Requirements: Retype the data that follows line by line, exactly, and leave its pictures out.

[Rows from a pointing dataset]
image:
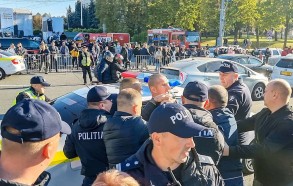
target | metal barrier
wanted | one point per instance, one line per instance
(49, 63)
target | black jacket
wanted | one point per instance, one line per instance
(143, 168)
(210, 145)
(229, 167)
(273, 148)
(43, 180)
(123, 136)
(240, 103)
(86, 141)
(116, 67)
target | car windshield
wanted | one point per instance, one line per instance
(285, 63)
(6, 53)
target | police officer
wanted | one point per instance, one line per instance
(230, 168)
(194, 98)
(239, 97)
(159, 88)
(169, 157)
(104, 70)
(86, 61)
(126, 120)
(273, 147)
(35, 91)
(86, 139)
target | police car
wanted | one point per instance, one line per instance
(64, 171)
(10, 64)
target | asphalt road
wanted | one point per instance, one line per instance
(62, 83)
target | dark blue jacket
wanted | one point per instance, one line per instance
(240, 103)
(123, 136)
(86, 141)
(104, 71)
(223, 117)
(142, 167)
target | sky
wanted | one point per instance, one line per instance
(54, 7)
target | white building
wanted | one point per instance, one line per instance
(24, 20)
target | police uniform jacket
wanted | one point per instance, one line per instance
(123, 136)
(240, 103)
(207, 144)
(143, 168)
(104, 71)
(223, 117)
(273, 148)
(86, 141)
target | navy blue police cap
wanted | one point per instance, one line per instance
(34, 120)
(39, 80)
(227, 67)
(196, 91)
(98, 93)
(174, 118)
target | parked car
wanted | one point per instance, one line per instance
(284, 69)
(10, 64)
(205, 70)
(251, 62)
(64, 171)
(31, 46)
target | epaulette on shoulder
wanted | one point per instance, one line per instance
(206, 159)
(128, 164)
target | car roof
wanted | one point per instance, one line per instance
(113, 89)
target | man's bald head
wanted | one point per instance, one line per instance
(129, 100)
(130, 83)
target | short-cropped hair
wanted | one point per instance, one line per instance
(218, 95)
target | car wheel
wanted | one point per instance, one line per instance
(2, 74)
(258, 91)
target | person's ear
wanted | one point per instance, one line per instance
(47, 151)
(207, 104)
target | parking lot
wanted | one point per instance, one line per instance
(62, 83)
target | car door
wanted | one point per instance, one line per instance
(211, 76)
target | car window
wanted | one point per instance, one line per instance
(210, 67)
(241, 70)
(254, 61)
(285, 63)
(242, 60)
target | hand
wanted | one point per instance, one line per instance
(226, 150)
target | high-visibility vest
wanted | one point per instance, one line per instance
(86, 59)
(30, 93)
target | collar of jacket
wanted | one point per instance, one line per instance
(120, 113)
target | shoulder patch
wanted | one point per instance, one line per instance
(206, 133)
(205, 159)
(128, 164)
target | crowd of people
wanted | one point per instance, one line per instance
(198, 142)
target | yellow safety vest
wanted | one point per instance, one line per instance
(86, 59)
(30, 93)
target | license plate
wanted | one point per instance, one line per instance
(286, 73)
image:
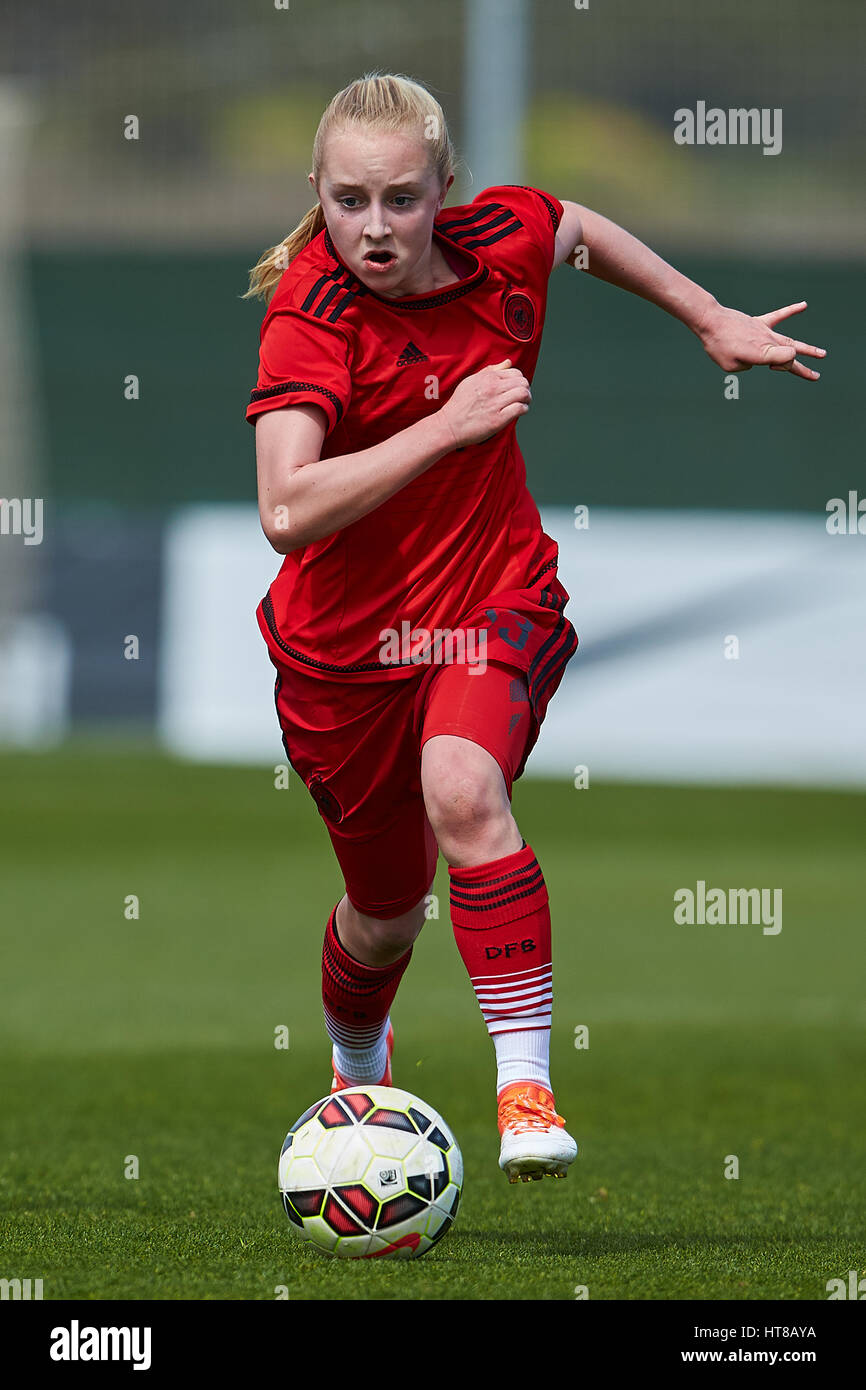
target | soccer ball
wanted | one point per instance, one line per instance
(371, 1171)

Expected output:
image:
target | metal barrier
wanted | one point per instance, one line per instance
(49, 63)
target | black jacket
wanted | one point per instance, one line per instance
(143, 168)
(210, 145)
(229, 167)
(273, 148)
(43, 180)
(123, 136)
(240, 103)
(86, 141)
(116, 67)
target | car windshield
wanted | one point per instance, one line per instance
(285, 63)
(6, 53)
target | police officer
wanted | one point per instance, one line per instance
(230, 168)
(194, 98)
(239, 97)
(159, 88)
(169, 157)
(104, 70)
(86, 61)
(126, 120)
(273, 147)
(35, 91)
(86, 139)
target | police car
wanted | one point per instance, one line per instance
(64, 171)
(10, 64)
target | asphalt road
wanted | one point per instance, one line per instance
(62, 83)
target | dark blue jacket
wanted | one point per instance, one line per instance
(240, 103)
(123, 136)
(86, 141)
(104, 71)
(223, 117)
(142, 167)
target | sky
wanted | one point per instance, one line per instance
(54, 7)
target | white building
wanted | one point per instance, one line per instance
(24, 20)
target | police uniform jacket
wanted | one point per instance, one line per instance
(123, 136)
(240, 103)
(207, 144)
(143, 168)
(104, 71)
(223, 117)
(273, 148)
(86, 141)
target | navy blue police cap
wanted | one point per instance, one line per instance
(34, 120)
(39, 80)
(227, 67)
(196, 91)
(98, 93)
(174, 118)
target | parked car
wanted | one point per instance, one line per instance
(284, 69)
(10, 64)
(205, 70)
(251, 62)
(64, 171)
(31, 46)
target | epaulette on shoulder
wanted | one point per instance, one line per instance
(206, 159)
(128, 164)
target | car roof
wanted | one point per instance, one line per instance
(113, 89)
target | man's bald head
wanted | one point per instance, one line per instance
(129, 100)
(130, 83)
target | short-cropped hair
wanted | one point per instance, one line per instance
(218, 95)
target | car wheel
wanted | one point per instance, one line per instance
(2, 74)
(258, 91)
target | person's ear
wanted | one point per instance, one line per instance
(47, 151)
(207, 104)
target | parking lot
wanted | one point per instance, one line per instance
(62, 83)
target | car door
wanted | one point per instance, one line per instance
(211, 76)
target | car window
wanted | one point per instance, one line per instance
(210, 67)
(241, 70)
(254, 61)
(285, 63)
(242, 60)
target | hand
wanted | one point per instance, one line per instance
(226, 150)
target | high-visibility vest
wanted | one point per instance, one line per instance
(86, 59)
(30, 93)
target | collar of jacket
wanted | one point per instance, one line per instance
(120, 113)
target | shoulder patch
wanted | one point per instance, one line per instance
(206, 133)
(205, 159)
(128, 164)
target | crowd of people
wanted | one point per instance, one line per instance
(198, 142)
target | yellow safety vest
wanted | one point per instance, one line per instance
(86, 59)
(30, 93)
target | license plate
wanted | one point per instance, one line per instance
(286, 73)
image:
target | soccer ball
wanted | one point per instance, one line per instance
(371, 1171)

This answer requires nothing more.